- _TASK OBJECTIVE_
Gather every line from the items below that contains the word "beaded", and copy each one out in full.

---- EXERCISE INPUT

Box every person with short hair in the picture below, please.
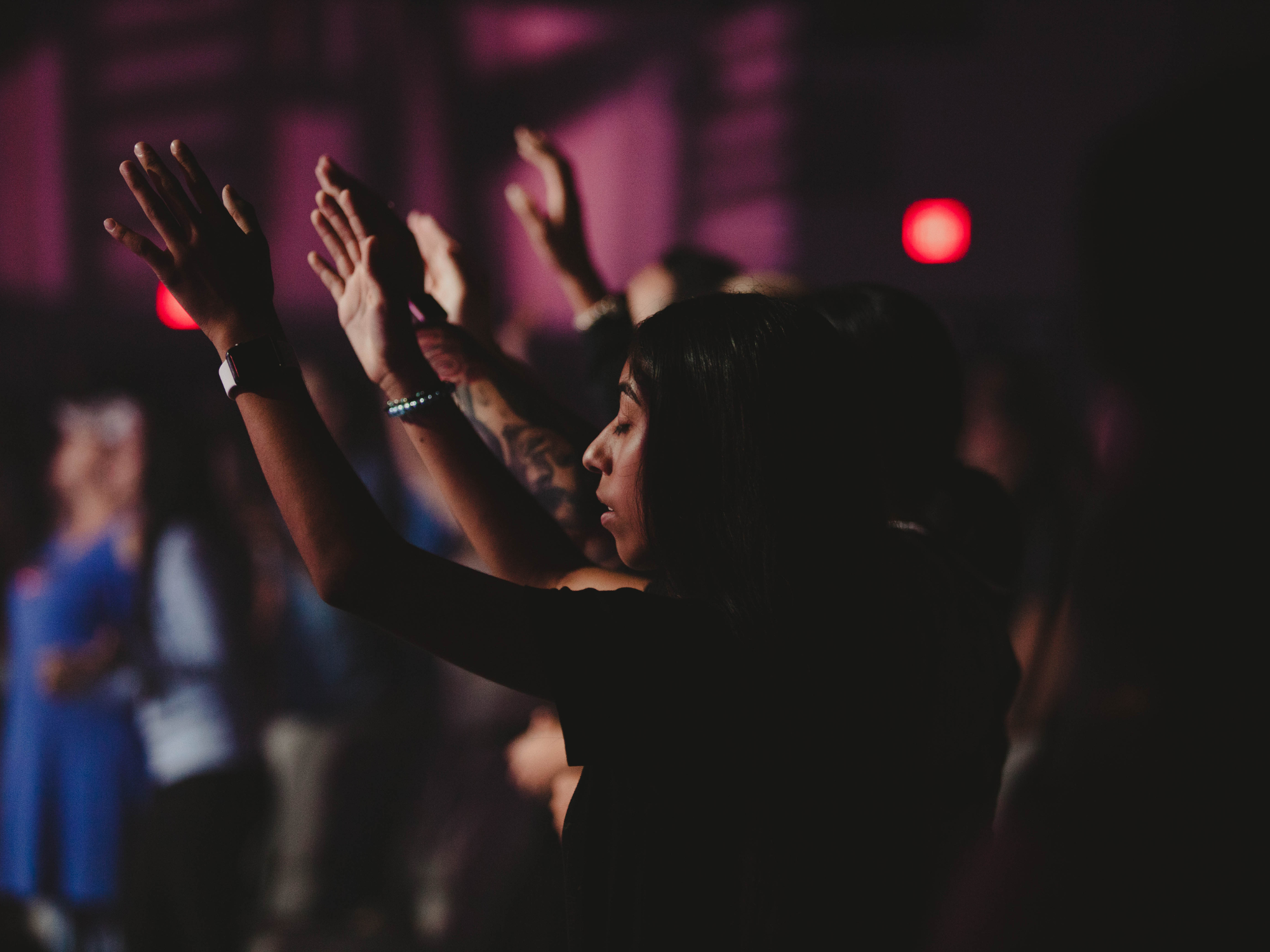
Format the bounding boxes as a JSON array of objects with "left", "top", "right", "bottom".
[{"left": 105, "top": 141, "right": 1008, "bottom": 948}]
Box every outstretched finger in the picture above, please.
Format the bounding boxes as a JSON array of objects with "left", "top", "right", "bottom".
[
  {"left": 171, "top": 138, "right": 225, "bottom": 218},
  {"left": 405, "top": 212, "right": 458, "bottom": 268},
  {"left": 309, "top": 251, "right": 344, "bottom": 303},
  {"left": 318, "top": 192, "right": 362, "bottom": 264},
  {"left": 132, "top": 142, "right": 198, "bottom": 239},
  {"left": 503, "top": 182, "right": 546, "bottom": 240},
  {"left": 516, "top": 126, "right": 575, "bottom": 221},
  {"left": 335, "top": 188, "right": 371, "bottom": 241},
  {"left": 102, "top": 218, "right": 171, "bottom": 283},
  {"left": 221, "top": 185, "right": 260, "bottom": 235},
  {"left": 309, "top": 208, "right": 357, "bottom": 281},
  {"left": 119, "top": 159, "right": 185, "bottom": 250},
  {"left": 314, "top": 155, "right": 370, "bottom": 198}
]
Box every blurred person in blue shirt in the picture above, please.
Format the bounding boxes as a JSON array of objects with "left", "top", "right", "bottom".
[{"left": 0, "top": 395, "right": 146, "bottom": 944}]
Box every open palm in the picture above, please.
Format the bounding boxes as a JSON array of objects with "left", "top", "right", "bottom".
[{"left": 309, "top": 193, "right": 418, "bottom": 387}]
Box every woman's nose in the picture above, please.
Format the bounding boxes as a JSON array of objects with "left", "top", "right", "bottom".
[{"left": 582, "top": 424, "right": 613, "bottom": 473}]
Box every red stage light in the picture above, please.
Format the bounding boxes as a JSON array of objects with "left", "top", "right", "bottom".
[
  {"left": 155, "top": 281, "right": 198, "bottom": 330},
  {"left": 902, "top": 198, "right": 970, "bottom": 264}
]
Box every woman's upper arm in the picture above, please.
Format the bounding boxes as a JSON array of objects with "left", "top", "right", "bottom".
[
  {"left": 554, "top": 565, "right": 649, "bottom": 592},
  {"left": 348, "top": 539, "right": 565, "bottom": 699}
]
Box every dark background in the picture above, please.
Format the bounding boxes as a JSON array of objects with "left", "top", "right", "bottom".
[{"left": 0, "top": 0, "right": 1267, "bottom": 439}]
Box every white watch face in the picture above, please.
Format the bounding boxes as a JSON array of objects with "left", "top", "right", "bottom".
[{"left": 220, "top": 360, "right": 237, "bottom": 397}]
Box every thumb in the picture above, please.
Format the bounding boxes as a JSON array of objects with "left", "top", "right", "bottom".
[{"left": 503, "top": 182, "right": 545, "bottom": 237}]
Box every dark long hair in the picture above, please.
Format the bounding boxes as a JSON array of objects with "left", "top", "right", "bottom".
[{"left": 631, "top": 294, "right": 881, "bottom": 631}]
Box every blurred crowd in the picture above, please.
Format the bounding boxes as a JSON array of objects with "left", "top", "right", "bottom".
[{"left": 0, "top": 58, "right": 1255, "bottom": 952}]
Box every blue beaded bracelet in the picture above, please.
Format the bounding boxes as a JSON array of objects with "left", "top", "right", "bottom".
[{"left": 384, "top": 383, "right": 455, "bottom": 416}]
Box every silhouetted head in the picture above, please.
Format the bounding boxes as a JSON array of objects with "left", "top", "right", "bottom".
[
  {"left": 585, "top": 294, "right": 881, "bottom": 627},
  {"left": 626, "top": 245, "right": 740, "bottom": 324},
  {"left": 806, "top": 284, "right": 961, "bottom": 518},
  {"left": 1080, "top": 69, "right": 1266, "bottom": 437}
]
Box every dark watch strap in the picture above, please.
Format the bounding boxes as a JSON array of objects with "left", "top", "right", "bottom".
[{"left": 221, "top": 338, "right": 300, "bottom": 397}]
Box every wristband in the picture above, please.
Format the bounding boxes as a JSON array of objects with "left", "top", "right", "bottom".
[
  {"left": 384, "top": 383, "right": 455, "bottom": 418},
  {"left": 221, "top": 338, "right": 300, "bottom": 400}
]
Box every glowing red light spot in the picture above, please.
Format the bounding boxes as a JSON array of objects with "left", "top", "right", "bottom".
[
  {"left": 903, "top": 198, "right": 970, "bottom": 264},
  {"left": 155, "top": 281, "right": 198, "bottom": 330}
]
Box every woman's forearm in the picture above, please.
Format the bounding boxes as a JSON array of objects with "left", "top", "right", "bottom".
[{"left": 237, "top": 374, "right": 398, "bottom": 611}]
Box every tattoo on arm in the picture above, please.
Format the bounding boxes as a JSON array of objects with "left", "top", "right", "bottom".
[{"left": 419, "top": 329, "right": 610, "bottom": 552}]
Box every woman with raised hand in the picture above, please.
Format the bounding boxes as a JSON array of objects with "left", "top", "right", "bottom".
[
  {"left": 310, "top": 156, "right": 620, "bottom": 565},
  {"left": 105, "top": 141, "right": 1011, "bottom": 948}
]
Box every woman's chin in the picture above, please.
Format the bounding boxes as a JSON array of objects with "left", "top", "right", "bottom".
[{"left": 616, "top": 538, "right": 657, "bottom": 572}]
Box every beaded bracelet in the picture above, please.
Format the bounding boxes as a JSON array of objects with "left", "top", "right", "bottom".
[{"left": 384, "top": 383, "right": 455, "bottom": 416}]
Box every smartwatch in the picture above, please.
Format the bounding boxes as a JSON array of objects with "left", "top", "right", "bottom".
[{"left": 221, "top": 338, "right": 300, "bottom": 399}]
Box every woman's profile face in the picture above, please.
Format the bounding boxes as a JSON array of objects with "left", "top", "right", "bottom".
[{"left": 582, "top": 362, "right": 655, "bottom": 570}]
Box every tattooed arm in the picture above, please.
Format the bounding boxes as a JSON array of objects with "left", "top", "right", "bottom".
[{"left": 415, "top": 325, "right": 615, "bottom": 565}]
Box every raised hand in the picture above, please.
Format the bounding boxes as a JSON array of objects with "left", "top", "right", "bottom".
[
  {"left": 103, "top": 140, "right": 282, "bottom": 355},
  {"left": 309, "top": 190, "right": 425, "bottom": 399},
  {"left": 315, "top": 155, "right": 424, "bottom": 303},
  {"left": 405, "top": 212, "right": 497, "bottom": 350},
  {"left": 507, "top": 126, "right": 608, "bottom": 314}
]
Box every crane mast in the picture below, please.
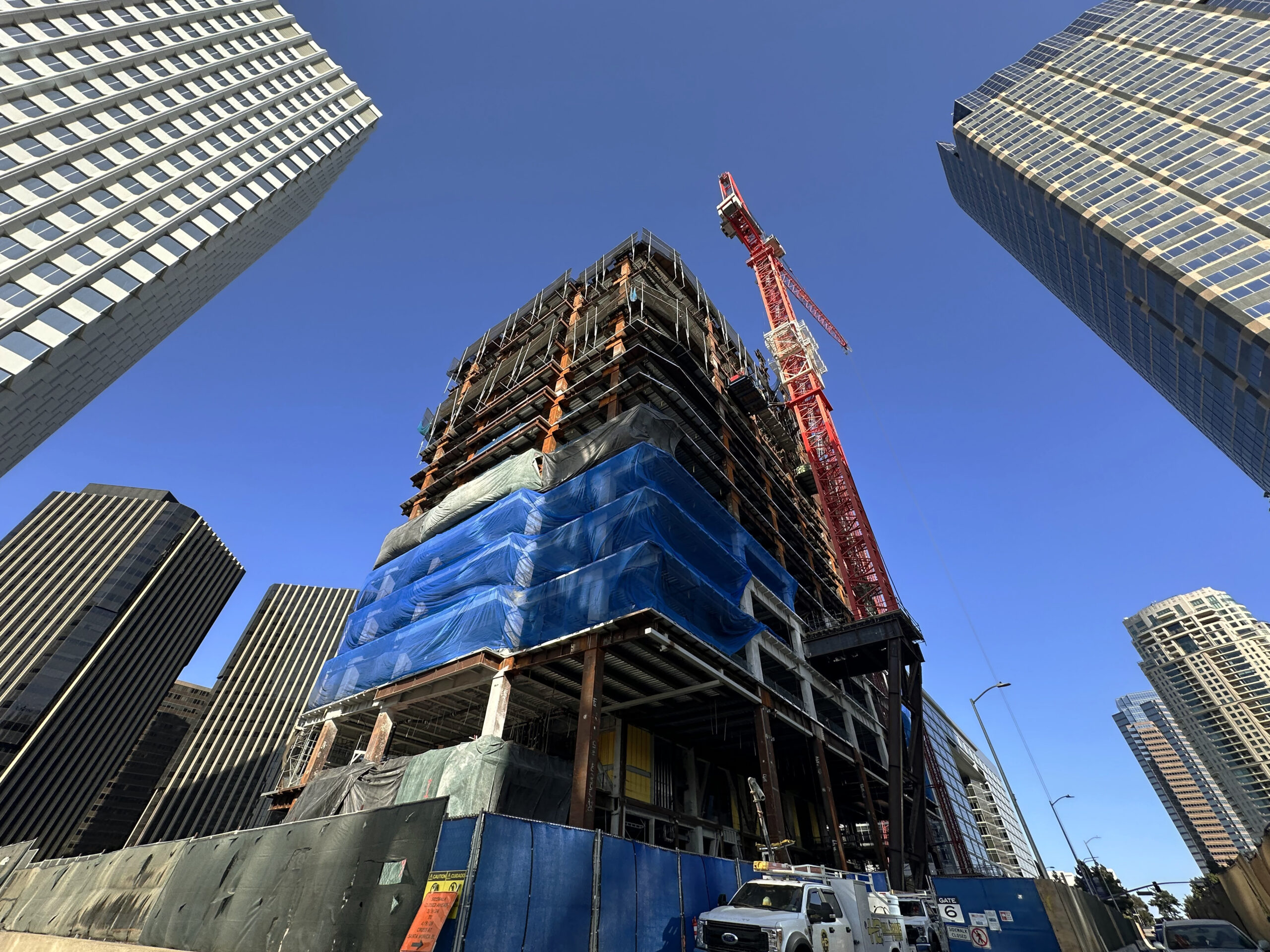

--------

- _TASK RESULT_
Box every blue beaded bracelet in the picture above, please.
Box every beaded bracelet in the picture above, please.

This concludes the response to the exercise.